◆ **Given entries**:
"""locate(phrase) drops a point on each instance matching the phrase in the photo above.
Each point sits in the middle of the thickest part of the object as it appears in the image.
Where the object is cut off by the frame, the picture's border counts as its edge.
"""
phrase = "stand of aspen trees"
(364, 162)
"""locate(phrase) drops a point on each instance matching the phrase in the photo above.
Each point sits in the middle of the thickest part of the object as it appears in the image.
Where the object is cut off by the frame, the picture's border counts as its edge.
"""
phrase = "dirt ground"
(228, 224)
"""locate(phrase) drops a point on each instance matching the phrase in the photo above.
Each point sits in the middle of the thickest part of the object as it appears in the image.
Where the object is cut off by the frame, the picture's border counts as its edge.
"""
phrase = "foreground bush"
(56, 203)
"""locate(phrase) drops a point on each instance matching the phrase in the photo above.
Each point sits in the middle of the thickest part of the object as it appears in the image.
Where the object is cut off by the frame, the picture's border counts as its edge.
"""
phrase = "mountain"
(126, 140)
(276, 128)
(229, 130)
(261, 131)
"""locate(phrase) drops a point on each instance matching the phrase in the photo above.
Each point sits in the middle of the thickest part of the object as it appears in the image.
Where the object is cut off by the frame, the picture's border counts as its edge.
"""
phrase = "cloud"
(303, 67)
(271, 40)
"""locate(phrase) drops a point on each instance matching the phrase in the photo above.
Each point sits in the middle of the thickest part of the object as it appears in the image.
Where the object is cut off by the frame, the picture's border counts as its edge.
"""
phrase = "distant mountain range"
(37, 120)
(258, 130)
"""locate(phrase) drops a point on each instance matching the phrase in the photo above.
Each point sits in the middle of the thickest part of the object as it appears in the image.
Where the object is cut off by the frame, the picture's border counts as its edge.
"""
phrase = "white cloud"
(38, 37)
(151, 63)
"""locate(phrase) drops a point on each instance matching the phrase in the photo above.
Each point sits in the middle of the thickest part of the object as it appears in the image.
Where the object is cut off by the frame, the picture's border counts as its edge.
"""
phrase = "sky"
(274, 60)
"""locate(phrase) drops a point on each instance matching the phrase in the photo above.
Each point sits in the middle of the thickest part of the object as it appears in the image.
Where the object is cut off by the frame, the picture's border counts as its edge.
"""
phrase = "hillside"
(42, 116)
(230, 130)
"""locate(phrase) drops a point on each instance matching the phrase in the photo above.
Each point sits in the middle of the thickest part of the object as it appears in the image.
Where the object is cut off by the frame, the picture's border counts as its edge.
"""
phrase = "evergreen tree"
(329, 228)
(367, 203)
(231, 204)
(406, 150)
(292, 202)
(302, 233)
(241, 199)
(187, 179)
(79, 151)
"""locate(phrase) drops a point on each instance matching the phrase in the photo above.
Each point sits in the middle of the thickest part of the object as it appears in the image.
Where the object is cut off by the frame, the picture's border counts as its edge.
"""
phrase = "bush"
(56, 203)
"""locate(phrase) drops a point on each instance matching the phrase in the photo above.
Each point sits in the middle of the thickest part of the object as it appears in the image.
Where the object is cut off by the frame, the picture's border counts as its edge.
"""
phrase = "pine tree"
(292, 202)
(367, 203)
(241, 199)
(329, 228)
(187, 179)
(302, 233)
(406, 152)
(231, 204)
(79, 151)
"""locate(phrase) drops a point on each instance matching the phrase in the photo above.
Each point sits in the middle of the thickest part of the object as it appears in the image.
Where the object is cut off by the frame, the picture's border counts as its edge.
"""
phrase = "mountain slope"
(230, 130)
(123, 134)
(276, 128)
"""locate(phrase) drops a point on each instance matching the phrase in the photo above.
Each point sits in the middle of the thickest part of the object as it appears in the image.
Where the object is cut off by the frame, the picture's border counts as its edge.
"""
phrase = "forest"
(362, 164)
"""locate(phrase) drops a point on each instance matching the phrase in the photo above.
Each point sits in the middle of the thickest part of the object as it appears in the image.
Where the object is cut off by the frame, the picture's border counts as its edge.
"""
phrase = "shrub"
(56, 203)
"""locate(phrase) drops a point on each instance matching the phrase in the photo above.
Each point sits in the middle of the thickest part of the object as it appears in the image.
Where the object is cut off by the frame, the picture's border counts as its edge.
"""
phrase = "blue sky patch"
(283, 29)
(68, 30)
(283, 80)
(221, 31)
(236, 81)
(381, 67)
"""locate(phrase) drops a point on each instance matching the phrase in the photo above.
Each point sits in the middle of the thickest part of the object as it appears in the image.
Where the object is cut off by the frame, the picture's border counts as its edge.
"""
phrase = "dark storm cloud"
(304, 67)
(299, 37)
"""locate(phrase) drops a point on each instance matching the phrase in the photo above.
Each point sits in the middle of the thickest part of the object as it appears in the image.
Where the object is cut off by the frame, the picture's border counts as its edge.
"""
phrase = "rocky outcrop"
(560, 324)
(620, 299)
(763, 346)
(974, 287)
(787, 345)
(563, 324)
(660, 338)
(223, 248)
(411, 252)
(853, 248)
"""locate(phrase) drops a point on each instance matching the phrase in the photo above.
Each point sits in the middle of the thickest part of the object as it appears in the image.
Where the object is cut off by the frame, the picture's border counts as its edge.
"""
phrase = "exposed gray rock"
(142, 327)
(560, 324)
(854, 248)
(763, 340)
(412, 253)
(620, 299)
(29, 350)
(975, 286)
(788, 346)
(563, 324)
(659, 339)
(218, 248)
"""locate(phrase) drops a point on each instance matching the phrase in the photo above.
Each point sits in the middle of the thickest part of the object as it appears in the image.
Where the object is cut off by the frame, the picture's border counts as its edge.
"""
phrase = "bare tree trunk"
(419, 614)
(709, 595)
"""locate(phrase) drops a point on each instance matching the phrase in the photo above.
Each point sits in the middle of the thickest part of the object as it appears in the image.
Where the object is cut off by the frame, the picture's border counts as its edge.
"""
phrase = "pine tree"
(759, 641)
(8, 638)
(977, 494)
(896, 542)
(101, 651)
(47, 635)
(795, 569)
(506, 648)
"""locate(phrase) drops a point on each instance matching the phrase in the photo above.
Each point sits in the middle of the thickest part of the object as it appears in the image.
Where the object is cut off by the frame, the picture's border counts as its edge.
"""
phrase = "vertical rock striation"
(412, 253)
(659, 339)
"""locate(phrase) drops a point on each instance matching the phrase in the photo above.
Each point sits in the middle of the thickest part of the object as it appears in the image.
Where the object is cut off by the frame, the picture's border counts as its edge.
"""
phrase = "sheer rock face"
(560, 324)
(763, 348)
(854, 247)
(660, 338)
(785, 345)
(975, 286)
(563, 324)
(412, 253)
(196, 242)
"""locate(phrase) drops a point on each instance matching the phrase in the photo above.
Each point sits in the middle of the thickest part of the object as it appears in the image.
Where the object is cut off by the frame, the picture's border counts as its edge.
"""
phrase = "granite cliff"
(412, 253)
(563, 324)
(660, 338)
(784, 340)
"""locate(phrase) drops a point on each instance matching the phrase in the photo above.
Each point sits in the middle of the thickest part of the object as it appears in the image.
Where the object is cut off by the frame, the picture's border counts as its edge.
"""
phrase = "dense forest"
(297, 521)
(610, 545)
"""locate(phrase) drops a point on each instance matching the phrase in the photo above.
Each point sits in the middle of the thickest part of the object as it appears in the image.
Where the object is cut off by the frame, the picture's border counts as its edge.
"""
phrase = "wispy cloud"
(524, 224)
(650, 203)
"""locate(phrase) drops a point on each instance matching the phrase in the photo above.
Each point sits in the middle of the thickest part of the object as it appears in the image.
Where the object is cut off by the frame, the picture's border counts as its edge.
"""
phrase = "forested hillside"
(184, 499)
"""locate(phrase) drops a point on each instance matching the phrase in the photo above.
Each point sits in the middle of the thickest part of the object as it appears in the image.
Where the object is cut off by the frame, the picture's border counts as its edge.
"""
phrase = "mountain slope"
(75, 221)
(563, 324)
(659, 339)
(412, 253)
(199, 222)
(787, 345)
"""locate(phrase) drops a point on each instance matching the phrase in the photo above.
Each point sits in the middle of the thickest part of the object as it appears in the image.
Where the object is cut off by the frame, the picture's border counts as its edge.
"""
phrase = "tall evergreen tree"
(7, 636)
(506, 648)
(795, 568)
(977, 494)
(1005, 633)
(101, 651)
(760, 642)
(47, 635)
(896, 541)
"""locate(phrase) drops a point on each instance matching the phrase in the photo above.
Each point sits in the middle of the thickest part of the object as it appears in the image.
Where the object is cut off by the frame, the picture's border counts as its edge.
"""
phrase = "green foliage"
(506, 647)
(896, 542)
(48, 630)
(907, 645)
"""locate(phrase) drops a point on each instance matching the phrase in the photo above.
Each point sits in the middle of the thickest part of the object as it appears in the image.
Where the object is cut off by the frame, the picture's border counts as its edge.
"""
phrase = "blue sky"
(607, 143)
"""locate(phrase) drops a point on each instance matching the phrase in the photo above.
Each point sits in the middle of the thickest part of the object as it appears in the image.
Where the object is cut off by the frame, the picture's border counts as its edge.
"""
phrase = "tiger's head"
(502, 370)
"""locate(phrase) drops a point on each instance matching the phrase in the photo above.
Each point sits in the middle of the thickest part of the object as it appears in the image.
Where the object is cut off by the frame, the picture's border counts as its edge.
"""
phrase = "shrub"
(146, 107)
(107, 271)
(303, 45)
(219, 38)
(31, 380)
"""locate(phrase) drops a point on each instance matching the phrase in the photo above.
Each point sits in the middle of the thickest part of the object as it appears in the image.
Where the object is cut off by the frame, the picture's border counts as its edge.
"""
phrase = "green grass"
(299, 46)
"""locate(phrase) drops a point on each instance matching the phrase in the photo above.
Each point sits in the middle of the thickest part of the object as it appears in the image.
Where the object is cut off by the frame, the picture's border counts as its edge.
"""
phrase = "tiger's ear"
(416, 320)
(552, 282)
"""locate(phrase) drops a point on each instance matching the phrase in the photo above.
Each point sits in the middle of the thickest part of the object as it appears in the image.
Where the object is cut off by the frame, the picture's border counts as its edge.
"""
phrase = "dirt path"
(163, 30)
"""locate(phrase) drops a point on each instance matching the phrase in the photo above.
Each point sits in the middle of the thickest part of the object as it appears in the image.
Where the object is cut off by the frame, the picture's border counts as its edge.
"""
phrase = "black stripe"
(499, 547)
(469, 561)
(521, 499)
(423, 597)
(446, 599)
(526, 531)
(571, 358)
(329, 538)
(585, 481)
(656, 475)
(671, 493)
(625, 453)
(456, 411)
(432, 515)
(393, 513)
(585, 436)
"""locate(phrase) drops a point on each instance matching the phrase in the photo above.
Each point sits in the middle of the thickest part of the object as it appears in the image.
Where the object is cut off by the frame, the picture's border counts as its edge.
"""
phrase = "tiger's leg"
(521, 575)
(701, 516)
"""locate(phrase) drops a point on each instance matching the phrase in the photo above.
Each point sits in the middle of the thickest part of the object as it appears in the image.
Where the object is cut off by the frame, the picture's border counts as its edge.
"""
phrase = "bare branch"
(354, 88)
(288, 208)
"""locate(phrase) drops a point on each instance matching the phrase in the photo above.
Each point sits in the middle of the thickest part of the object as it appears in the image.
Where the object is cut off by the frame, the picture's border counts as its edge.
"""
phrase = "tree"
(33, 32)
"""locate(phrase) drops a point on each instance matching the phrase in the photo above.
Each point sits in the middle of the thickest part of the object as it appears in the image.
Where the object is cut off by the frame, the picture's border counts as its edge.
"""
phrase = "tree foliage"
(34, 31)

◆ **What to do**:
Locate every line in the items above that contains the word "bush", matching case exactly, and copy each such line.

◆ **Answer to this problem**:
phrase = "foreground bush"
phrase = "bush"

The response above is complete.